··· Data for the task

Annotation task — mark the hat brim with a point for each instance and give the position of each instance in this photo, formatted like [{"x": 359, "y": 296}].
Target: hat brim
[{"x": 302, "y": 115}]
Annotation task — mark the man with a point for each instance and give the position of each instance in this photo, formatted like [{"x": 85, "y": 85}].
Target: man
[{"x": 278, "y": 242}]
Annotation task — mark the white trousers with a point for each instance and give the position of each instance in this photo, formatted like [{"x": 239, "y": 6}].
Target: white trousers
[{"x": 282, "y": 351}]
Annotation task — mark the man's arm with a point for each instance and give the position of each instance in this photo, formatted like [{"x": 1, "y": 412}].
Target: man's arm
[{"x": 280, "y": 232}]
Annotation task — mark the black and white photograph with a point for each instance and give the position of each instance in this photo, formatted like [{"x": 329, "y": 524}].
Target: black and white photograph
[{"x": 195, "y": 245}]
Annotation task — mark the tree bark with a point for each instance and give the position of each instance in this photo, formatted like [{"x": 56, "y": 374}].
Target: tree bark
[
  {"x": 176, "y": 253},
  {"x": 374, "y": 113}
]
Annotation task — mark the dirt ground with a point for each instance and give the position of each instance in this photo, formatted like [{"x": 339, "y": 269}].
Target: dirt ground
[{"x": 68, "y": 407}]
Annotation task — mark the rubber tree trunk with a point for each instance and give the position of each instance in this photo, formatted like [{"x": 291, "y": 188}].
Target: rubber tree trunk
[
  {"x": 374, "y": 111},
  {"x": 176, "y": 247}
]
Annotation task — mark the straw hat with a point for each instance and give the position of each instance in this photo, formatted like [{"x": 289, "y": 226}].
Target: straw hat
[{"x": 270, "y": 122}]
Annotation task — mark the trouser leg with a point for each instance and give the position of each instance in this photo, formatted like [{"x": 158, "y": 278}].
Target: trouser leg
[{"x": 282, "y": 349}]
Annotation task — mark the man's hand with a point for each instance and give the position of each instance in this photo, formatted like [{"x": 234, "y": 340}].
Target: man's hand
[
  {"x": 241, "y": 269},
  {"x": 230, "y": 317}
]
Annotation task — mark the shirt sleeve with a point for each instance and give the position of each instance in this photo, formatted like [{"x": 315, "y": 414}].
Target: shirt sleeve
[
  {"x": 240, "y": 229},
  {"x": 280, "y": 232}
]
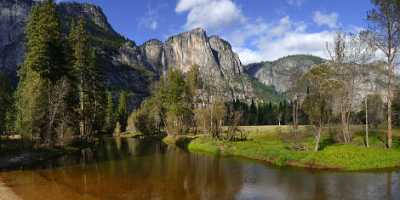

······

- Task to carry out
Without the images, write out each line of the data verbatim.

- Exercise result
Annotation task — mark the hat brim with a point for each instance and give the position of each instance in this photo, formatted like [{"x": 359, "y": 296}].
Target: hat brim
[{"x": 302, "y": 115}]
Annotation task — mark the man with a point for each instance and give the position of each instance in this photo, formatted like [{"x": 85, "y": 85}].
Target: man
[{"x": 278, "y": 242}]
Annotation task — mark the white trousers with a point for each instance and give the position of each instance in this photo, formatted like [{"x": 239, "y": 6}].
Target: white trousers
[{"x": 282, "y": 351}]
Annotation task — mark the man's arm with a point for each instance and give the position of each instance in this photo, formatted like [{"x": 1, "y": 412}].
Target: man's arm
[{"x": 280, "y": 232}]
Annotation task — mark the black and white photograph with a point for each instance and give the position of each instance in this photo, formatted like [{"x": 329, "y": 524}].
Target: black and white photograph
[{"x": 195, "y": 245}]
Annotation task — mark the tree bark with a point for each instance and give the position of each instance in this photo, formatted like [{"x": 56, "y": 374}].
Target: tree bark
[
  {"x": 176, "y": 253},
  {"x": 374, "y": 113}
]
Annotation task — mark the dirt ground with a point for each instance and give the position of each instance in this photo, formatted like [{"x": 339, "y": 269}].
Target: dirt ground
[{"x": 68, "y": 407}]
Annotation task — mark the rubber tree trunk with a point for each instance and give the position of each instance in this photo, formatted like [{"x": 291, "y": 188}].
Target: rubber tree trunk
[
  {"x": 374, "y": 111},
  {"x": 176, "y": 247}
]
Annotation task — mark the straw hat with a point for each instance and give the position of each instance in this photo, formatted like [{"x": 289, "y": 226}].
Target: straw hat
[{"x": 270, "y": 122}]
Annotation task — mark the trouser leg with a point for each instance and give the position of each instance in this photo, formatted like [{"x": 158, "y": 278}].
Target: trouser leg
[{"x": 282, "y": 349}]
Annotation task — mark the man's hand with a point for each instance and give the position of each instance in this photo, formatted like [{"x": 234, "y": 340}].
Target: man's hand
[
  {"x": 241, "y": 269},
  {"x": 230, "y": 317}
]
Annotation task — mark the shirt sleeve with a point for each instance and give the position of each instance in this photo, formatted like [{"x": 315, "y": 414}].
Target: shirt sleeve
[
  {"x": 240, "y": 229},
  {"x": 280, "y": 232}
]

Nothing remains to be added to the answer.